### [Task prompt]
Count the lines in the data that contain the word "black", treating uppercase and lowercase as different, and give only that number.

### [Material shown]
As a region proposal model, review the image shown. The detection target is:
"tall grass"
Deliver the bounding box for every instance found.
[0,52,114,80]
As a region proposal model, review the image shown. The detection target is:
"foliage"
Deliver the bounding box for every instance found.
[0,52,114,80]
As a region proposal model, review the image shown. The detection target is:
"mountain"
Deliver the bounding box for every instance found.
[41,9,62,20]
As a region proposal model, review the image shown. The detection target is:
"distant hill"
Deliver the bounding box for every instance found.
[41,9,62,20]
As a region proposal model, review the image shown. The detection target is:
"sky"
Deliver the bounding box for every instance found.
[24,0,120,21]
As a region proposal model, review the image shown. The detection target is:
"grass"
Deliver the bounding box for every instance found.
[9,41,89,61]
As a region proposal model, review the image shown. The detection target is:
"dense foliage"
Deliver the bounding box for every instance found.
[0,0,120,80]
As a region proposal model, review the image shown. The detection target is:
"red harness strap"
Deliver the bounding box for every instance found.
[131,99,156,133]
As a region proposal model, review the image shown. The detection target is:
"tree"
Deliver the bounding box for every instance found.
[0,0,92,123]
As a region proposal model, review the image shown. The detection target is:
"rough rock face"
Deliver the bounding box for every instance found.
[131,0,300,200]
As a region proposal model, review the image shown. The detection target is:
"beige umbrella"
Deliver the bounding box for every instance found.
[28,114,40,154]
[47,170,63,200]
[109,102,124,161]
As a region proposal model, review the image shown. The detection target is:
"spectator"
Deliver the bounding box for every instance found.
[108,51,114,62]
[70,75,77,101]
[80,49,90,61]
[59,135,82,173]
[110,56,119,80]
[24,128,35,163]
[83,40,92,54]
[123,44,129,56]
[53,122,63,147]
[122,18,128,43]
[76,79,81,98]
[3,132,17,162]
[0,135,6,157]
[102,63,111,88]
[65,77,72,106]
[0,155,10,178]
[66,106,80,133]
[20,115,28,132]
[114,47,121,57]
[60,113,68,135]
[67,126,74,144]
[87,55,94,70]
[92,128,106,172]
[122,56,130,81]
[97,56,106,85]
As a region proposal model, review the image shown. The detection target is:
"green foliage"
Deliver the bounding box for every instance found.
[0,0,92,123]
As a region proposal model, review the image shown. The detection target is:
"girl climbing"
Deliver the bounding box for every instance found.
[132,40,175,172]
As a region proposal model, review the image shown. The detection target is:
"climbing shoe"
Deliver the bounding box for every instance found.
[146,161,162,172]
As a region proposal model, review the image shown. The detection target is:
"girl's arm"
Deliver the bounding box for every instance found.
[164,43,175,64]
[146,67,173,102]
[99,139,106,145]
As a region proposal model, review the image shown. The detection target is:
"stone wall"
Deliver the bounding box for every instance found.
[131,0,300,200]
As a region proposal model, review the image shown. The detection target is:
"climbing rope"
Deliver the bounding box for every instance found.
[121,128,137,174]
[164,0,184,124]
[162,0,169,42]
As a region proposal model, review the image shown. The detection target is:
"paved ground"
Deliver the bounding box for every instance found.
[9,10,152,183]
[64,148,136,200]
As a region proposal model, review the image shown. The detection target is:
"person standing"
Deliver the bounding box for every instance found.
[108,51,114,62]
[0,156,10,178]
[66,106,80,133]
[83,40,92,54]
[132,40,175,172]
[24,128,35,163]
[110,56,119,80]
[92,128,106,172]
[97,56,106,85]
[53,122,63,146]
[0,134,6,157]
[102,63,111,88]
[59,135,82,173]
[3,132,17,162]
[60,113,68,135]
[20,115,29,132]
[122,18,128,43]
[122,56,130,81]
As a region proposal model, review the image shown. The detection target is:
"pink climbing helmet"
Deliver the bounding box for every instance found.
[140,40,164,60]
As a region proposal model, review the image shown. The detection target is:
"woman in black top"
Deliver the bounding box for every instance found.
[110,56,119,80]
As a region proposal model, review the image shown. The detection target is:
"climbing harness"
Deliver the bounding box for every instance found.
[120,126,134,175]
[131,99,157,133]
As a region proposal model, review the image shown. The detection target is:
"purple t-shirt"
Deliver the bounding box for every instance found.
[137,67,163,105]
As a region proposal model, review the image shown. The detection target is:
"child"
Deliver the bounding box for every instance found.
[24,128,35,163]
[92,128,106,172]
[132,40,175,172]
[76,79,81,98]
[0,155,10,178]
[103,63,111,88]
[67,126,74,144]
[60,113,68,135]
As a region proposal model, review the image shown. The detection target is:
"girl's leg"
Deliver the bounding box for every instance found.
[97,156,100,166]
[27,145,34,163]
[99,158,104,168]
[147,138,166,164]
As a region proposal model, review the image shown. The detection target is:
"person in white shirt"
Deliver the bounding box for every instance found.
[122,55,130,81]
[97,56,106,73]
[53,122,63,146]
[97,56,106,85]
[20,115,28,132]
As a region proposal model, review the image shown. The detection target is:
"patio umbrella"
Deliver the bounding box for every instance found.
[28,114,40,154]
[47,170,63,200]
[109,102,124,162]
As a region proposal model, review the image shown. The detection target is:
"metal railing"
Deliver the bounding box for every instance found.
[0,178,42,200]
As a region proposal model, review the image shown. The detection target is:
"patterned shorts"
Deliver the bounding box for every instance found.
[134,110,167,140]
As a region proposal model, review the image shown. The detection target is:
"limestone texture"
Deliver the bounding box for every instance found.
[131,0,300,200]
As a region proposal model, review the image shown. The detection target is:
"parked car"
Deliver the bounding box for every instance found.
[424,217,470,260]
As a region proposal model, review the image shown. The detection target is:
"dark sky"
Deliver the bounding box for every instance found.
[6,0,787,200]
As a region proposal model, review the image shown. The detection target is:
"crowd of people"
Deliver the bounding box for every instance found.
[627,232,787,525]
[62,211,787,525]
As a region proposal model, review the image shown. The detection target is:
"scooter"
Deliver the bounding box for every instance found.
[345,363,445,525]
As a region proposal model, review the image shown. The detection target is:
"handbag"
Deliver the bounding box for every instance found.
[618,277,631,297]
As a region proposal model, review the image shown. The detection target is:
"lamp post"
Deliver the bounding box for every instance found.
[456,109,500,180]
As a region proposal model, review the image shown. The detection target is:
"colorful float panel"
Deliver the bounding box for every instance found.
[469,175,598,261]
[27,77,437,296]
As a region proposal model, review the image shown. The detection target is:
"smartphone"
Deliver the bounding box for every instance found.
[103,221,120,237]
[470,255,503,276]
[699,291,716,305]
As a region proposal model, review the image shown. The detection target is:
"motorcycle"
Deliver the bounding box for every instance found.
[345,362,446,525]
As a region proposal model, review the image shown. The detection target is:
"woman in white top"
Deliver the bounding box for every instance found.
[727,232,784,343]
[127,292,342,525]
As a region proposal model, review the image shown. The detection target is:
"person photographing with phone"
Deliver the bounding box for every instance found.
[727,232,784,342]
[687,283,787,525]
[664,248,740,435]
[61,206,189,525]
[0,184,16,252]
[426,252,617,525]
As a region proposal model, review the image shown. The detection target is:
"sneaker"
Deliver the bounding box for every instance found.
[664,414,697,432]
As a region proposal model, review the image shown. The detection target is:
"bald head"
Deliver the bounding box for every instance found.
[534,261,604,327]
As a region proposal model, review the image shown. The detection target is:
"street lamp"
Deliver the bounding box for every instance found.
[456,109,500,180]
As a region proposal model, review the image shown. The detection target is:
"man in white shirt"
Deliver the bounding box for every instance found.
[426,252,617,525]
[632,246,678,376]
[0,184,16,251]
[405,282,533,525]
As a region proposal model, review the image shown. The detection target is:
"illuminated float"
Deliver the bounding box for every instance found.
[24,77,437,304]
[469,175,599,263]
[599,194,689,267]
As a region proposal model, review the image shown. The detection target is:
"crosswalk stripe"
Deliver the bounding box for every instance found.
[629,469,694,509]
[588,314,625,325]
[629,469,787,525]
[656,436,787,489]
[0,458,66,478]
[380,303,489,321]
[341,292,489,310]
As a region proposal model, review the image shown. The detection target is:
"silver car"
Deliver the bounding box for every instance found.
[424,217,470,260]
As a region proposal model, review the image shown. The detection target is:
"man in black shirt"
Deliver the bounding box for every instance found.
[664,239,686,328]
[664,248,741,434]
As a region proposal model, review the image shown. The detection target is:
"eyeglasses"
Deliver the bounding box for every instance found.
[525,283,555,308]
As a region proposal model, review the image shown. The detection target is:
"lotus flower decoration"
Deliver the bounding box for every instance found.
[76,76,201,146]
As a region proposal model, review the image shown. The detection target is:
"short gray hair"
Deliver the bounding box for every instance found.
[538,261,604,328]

### [Correct result]
2